## DIRECTIONS
Answer these questions using the source text below.
1. What did the writer buy after sneaking out last night?
2. What did the child refuse to eat yesterday?
3. What did the child do after the writer leaned forward and stared back?

4) Lack of chocolate.
I just want some damn chocolate! I get some, and then it's gone. By me, of course. But then I want more. OK, I have a problem. Like, I snuck out last night after everyone was in bed and got some miniature peppermint patties. Ugh, is that rock bottom?

I think that's about it. Those four things. Really just one and two.
He is in his bed, screaming right now actually. I'm terrible for letting him scream, but I'm even more terrible because he knows I'm going to come in there and get him. He knows I'm going to cave because I always do.

Like how am I supposed to do this?

Yesterday, he refused to eat his baby food so I told him that I was going to sit there in front of him all day until he ate.
He just looked at me, straight face, leaned forward in his seat like, "Your move, Mommy."
So I leaned forward in my seat and propped my head on my hands and stared right back.
Then he leans in and kisses me!

## GIVEN INFORMATION
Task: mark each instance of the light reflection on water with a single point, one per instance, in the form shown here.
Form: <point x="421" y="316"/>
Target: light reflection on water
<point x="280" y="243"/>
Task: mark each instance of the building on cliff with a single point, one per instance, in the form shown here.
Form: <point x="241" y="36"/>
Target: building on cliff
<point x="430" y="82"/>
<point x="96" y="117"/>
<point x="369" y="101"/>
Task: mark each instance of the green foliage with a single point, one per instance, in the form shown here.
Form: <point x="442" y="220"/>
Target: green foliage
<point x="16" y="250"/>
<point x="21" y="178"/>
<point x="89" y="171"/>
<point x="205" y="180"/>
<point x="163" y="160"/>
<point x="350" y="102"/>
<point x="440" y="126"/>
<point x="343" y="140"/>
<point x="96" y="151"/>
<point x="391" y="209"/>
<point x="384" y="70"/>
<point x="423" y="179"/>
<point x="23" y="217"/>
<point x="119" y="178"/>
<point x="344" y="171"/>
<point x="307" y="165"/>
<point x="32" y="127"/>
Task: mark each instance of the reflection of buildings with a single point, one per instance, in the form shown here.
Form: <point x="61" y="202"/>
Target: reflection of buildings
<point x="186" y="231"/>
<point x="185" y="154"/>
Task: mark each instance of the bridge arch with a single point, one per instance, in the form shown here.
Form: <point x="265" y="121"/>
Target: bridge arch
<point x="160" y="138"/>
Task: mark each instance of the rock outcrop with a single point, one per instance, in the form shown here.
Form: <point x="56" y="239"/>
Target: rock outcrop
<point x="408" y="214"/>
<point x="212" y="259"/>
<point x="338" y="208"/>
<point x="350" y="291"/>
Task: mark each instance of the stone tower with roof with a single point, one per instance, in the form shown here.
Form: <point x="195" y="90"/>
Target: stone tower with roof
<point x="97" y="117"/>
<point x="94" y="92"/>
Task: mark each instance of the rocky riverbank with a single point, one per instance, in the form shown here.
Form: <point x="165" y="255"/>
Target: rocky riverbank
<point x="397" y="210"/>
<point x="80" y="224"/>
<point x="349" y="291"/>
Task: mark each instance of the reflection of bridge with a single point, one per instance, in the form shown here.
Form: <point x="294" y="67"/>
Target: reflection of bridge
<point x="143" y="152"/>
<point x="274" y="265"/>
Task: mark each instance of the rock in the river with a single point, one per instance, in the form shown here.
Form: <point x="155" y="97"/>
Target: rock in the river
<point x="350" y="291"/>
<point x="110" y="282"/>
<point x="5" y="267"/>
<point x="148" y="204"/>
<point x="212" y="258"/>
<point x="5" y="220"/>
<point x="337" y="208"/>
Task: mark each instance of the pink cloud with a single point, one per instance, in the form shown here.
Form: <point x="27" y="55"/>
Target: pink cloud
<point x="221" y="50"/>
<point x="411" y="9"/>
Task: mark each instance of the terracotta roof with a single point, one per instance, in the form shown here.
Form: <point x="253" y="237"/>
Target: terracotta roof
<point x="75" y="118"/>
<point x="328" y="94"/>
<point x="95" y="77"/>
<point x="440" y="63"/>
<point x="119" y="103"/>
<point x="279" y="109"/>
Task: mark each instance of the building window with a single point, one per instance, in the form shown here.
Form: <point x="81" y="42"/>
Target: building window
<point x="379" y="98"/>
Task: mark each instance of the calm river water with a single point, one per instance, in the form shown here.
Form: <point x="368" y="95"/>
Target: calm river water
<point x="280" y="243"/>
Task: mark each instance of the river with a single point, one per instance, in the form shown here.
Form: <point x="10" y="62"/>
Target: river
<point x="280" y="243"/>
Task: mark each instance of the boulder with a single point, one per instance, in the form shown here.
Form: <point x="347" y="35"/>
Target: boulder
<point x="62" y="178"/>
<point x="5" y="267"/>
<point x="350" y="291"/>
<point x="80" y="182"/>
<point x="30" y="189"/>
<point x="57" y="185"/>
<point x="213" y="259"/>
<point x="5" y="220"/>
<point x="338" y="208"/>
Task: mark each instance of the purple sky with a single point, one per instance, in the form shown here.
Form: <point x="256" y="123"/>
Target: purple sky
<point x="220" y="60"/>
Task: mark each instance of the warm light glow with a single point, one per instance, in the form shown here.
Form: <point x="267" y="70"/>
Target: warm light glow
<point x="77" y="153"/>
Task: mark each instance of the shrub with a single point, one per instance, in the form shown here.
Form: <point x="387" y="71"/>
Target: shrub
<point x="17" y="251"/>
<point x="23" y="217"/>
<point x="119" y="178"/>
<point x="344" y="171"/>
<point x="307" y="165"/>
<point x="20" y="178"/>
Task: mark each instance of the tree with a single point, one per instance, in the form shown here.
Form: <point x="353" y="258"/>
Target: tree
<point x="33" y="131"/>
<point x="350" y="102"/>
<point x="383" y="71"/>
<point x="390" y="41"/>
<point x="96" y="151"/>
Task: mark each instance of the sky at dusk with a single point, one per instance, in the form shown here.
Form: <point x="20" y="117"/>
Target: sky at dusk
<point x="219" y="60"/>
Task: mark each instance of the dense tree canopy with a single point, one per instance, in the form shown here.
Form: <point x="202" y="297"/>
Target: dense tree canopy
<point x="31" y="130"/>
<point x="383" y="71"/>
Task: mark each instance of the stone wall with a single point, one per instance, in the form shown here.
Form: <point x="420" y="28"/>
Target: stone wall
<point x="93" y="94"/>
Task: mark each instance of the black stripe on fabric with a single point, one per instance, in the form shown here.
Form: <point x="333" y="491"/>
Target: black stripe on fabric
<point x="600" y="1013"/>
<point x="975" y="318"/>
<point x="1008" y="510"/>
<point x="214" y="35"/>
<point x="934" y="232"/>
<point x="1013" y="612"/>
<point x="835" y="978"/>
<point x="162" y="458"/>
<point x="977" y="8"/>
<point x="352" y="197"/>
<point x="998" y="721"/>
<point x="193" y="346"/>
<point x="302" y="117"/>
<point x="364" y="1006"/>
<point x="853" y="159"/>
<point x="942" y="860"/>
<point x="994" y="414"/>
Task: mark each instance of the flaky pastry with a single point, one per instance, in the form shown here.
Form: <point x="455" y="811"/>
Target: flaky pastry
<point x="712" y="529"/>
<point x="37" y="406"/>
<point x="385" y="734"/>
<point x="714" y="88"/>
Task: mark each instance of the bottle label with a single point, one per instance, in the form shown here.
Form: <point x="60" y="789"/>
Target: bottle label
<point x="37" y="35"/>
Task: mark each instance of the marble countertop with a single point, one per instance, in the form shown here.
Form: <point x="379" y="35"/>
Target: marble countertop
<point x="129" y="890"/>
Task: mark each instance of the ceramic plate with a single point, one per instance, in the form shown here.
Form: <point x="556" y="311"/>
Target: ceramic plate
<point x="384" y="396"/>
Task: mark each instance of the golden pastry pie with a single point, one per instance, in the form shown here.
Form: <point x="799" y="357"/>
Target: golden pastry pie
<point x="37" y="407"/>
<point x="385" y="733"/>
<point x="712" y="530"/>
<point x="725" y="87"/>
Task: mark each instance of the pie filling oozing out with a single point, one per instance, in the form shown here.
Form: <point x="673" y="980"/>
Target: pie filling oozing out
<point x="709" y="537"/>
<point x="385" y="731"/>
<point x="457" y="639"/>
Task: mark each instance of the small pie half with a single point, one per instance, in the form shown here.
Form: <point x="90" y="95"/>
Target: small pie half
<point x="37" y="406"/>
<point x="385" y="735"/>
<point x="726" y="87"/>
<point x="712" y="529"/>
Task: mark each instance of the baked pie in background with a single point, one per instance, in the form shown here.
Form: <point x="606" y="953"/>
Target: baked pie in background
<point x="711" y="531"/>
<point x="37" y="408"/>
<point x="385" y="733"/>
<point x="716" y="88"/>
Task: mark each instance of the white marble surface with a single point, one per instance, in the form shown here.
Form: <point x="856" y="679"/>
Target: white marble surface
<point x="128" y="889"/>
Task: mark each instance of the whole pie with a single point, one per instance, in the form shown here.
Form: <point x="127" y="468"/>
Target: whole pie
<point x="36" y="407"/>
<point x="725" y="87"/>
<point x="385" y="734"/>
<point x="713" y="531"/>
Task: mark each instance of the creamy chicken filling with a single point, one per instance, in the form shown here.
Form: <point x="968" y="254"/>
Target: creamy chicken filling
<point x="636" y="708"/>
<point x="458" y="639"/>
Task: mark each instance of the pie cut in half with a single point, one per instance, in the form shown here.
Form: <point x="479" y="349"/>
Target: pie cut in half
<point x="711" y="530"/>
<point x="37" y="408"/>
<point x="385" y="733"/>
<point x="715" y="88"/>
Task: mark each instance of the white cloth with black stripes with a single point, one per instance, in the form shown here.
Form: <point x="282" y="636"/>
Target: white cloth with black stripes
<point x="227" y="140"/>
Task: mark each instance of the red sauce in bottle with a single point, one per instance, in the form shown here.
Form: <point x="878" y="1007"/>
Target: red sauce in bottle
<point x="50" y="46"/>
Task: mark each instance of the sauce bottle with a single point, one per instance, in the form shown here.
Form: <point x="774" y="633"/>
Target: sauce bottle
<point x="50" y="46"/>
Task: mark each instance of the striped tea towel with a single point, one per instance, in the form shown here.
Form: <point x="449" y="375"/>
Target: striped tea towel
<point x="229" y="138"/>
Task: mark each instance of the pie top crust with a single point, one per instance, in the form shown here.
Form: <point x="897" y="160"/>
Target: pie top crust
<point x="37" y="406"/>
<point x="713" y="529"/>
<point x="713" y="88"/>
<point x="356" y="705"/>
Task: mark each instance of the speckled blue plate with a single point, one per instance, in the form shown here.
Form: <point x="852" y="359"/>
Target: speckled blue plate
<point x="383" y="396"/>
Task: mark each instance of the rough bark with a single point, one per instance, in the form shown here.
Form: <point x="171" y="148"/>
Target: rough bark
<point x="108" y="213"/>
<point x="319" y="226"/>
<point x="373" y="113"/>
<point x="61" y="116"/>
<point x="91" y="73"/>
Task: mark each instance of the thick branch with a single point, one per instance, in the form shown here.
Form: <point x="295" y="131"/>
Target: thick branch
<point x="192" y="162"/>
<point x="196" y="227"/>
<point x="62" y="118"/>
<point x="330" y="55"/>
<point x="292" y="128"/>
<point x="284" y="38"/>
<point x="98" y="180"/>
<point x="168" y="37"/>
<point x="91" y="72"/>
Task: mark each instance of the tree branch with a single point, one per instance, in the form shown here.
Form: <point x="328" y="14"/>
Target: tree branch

## TASK RESULT
1. Miniature peppermint patties.
2. His baby food.
3. He leaned in and kissed the writer.